## Texto para leitura
■ ■ ■ ■ ■

Trabalhadores rurais sem terra mataram ontem a tiros e com golpes de facão 42 cabeças de gado da fazenda Mestiço, em Itaquiraí (350 km ao sul de Campo Grande).
A área foi invadida no último dia 18 por cerca de mil famílias ligadas ao MST (Movimento dos Trabalhadores Rurais Sem Terra).
Um dos líderes do acampamento Eduardo Portela da Silva, 30, disse que os 7.200 kg de carne obtidos com o abate "vão saciar a fome das famílias".
Ontem, os sem-terra voltaram a apreender 450 das 470 cabeças de gado que haviam sido liberadas na semana passada.
O proprietário da fazenda, Orensy Rodrigues da Silva, 62, ex-deputado federal e ex-prefeito de Andradina (SP), disse à Agência Folha que o prejuízo causado pela invasão chegou a R$ 50 mil.
Silva negou ter intenção de despejar os sem-terra por conta própria, como vem denunciando o MST. "Já apelei até para as Forças Armadas, mas ainda acredito que haja lei neste país."
O superintendente-adjunto do Incra (Instituto Nacional de Colonização e Reforma Agrária), Paulo Afonso Condé, 41, anunciou ontem, após saber do abate, que estão suspensas as negociações com o MST, que reivindicava 2.163 cestas básicas para dois acampamentos da região sul do Estado.
Condé condicionou a retomada do diálogo à saída das famílias da fazenda, que possui, segundo seu proprietário, 4.000 cabeças de gado, incluindo bois reprodutores importados da Índia e da Argentina. A fazenda foi considerada produtiva pelo Incra em 1995.
As cestas básicas pedidas pelo MST chegaram a ser colocadas em dois caminhões na última sexta-feira, mas o Incra suspendeu a viagem ao saber que os sem-terra permaneceriam na fazenda mesmo após a entrega dos alimentos.
"Foi um acordo de cavalheiros. Eu acreditei na palavra dos líderes de que as famílias deixariam a fazenda", disse Condé.

■ ■ ■ ■ ■

Entradas de dados armazenados:
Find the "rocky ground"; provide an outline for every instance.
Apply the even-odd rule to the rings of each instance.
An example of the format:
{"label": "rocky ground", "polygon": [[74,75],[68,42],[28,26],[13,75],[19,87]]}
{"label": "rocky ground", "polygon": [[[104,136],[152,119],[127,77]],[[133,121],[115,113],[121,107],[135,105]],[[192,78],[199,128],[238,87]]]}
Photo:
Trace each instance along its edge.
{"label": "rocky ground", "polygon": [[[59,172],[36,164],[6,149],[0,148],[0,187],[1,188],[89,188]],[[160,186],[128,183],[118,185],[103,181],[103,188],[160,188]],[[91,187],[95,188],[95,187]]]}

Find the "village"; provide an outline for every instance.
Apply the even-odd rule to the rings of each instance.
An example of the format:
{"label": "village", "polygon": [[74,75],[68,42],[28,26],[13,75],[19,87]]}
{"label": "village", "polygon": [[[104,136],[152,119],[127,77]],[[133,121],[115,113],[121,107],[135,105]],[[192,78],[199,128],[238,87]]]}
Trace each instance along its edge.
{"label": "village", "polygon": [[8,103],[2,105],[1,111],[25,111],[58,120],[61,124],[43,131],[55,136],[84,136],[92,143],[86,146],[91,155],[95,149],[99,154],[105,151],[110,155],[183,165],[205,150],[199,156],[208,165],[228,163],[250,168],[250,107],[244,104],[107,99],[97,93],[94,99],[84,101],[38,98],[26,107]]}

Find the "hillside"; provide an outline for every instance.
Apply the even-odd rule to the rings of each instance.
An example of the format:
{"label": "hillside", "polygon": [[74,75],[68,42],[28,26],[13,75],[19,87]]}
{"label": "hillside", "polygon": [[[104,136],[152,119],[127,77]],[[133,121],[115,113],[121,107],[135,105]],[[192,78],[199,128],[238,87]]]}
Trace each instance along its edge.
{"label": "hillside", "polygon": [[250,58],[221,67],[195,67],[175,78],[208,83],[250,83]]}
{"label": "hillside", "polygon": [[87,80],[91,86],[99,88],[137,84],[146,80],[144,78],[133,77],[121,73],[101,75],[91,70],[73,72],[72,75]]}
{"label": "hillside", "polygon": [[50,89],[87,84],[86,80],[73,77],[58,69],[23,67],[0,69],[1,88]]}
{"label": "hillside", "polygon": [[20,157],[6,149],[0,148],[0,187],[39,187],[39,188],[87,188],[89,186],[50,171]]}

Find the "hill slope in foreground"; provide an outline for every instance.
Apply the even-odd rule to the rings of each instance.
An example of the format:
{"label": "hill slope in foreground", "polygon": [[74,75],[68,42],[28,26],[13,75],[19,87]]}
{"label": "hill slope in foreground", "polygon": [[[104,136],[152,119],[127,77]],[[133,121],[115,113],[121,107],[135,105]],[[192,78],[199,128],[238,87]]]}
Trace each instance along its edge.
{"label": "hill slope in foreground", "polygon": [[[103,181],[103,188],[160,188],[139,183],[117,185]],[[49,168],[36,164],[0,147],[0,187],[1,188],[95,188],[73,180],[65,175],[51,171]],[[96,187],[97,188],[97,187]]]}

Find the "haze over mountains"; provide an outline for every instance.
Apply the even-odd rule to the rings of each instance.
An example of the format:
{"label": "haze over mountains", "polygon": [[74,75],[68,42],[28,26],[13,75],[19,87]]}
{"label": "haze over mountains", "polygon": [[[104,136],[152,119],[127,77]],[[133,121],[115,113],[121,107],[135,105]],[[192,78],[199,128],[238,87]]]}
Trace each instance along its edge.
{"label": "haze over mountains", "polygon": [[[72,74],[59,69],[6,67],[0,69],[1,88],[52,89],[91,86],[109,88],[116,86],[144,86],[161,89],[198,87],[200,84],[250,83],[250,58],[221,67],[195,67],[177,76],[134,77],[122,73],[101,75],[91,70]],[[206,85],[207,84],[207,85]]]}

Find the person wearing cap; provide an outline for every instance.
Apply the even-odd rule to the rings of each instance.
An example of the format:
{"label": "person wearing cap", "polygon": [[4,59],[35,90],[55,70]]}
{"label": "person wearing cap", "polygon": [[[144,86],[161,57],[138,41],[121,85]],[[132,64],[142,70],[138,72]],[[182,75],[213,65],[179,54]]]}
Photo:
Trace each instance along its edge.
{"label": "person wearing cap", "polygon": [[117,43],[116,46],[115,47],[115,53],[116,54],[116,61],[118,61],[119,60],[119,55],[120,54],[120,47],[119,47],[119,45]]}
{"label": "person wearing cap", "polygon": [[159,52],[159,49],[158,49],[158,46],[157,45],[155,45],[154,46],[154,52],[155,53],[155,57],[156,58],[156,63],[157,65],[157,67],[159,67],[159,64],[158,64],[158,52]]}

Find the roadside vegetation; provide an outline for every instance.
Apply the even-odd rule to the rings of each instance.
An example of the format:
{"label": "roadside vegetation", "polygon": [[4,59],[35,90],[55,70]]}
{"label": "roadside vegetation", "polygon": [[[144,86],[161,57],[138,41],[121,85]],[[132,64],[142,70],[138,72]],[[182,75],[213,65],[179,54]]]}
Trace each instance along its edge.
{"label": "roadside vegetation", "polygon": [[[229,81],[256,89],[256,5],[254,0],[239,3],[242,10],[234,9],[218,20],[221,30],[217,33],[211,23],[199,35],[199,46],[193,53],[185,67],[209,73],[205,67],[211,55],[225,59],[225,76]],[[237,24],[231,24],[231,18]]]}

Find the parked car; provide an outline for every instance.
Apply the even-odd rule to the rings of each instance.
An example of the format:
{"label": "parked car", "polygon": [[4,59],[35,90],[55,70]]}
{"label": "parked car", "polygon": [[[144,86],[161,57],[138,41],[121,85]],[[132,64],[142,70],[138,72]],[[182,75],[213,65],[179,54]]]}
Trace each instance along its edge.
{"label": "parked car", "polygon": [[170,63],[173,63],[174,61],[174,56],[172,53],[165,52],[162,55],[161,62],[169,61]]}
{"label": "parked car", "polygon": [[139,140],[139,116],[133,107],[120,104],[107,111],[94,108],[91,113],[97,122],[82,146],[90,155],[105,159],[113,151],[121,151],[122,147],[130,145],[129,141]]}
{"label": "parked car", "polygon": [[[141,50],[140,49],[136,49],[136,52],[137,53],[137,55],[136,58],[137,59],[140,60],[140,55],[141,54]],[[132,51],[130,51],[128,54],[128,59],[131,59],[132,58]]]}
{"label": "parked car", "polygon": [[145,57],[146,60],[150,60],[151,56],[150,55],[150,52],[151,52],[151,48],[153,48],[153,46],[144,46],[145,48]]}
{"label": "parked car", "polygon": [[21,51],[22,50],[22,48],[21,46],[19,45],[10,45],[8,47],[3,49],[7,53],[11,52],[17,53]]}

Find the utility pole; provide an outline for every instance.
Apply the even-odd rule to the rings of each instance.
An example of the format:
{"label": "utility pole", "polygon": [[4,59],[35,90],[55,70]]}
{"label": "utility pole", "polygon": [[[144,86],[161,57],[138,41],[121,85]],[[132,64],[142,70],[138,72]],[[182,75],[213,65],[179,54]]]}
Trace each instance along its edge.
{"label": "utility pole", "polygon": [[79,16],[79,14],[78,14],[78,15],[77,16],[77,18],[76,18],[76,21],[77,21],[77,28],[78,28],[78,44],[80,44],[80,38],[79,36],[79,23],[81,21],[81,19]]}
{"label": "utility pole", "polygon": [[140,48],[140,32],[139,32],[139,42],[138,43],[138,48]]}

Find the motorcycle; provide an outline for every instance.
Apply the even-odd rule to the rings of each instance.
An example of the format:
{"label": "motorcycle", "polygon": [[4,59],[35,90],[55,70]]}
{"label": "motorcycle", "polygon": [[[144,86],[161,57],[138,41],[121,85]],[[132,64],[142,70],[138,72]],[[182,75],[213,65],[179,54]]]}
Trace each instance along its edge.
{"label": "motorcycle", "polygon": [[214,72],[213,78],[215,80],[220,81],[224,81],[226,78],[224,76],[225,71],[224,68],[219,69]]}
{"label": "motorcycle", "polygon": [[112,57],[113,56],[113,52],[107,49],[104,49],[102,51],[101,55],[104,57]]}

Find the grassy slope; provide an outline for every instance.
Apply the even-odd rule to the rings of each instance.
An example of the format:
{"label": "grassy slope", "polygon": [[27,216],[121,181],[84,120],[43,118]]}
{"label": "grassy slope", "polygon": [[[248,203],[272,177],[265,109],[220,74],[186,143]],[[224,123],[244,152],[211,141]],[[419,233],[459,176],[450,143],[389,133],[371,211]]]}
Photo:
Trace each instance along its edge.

■ ■ ■ ■ ■

## Como fazer
Retome, por favor, a reportagem sobre a invasão da fazenda Mestiço, em Itaquiraí, a partir do ponto em que ela termina. Os registros são um material à parte, sem ligação com o texto.

## Resposta ao exercício
Portela, do MST, negou que os sem-terra tivessem decidido ficar na fazenda. "Nós íamos deixar a área, mas antes queríamos uma posição mais clara do Incra sobre o assentamento das famílias."
Condé informou que a meta do Incra para este ano é assentar 2.500 famílias no Estado. Como os dois acampamentos em Itaquiraí foram criados neste ano, ele disse que o órgão não conseguiu recursos financeiros e pessoal para ampliar a meta anual. "Garantimos assentar 300 famílias de Itaquiraí até dezembro", disse Condé.
O dono da fazenda Mestiço, que possui outras duas fazendas em São Paulo e Goiás, já obteve na Justiça de Naviraí (MS) uma liminar de reintegração de posse da propriedade, ainda não cumprida pela Secretaria da Segurança Pública.
Ontem, o secretário da Segurança, Joaquim d'Assunção Filipi de Sousa, esteve reunido com o coordenador do Fórum da Questão Agrária e secretário do Meio Ambiente, Celso Martins, mas o teor da conversa não foi divulgado.
Feridos
Três sem-terra foram internados ontem no Hospital Municipal de Naviraí (MS), a 25 km do acampamento da fazenda Mestiço, após se ferirem durante o abate do gado.
Maria Aparecida Cardoso, 21, foi ferida com uma facada na barriga e teve de ser operada às pressas.
Ela declarou à Polícia Militar que o corte foi acidental e ocorreu quando seu marido retalhava um animal abatido. Maria Aparecida Cardoso foi internada e está em observação no hospital.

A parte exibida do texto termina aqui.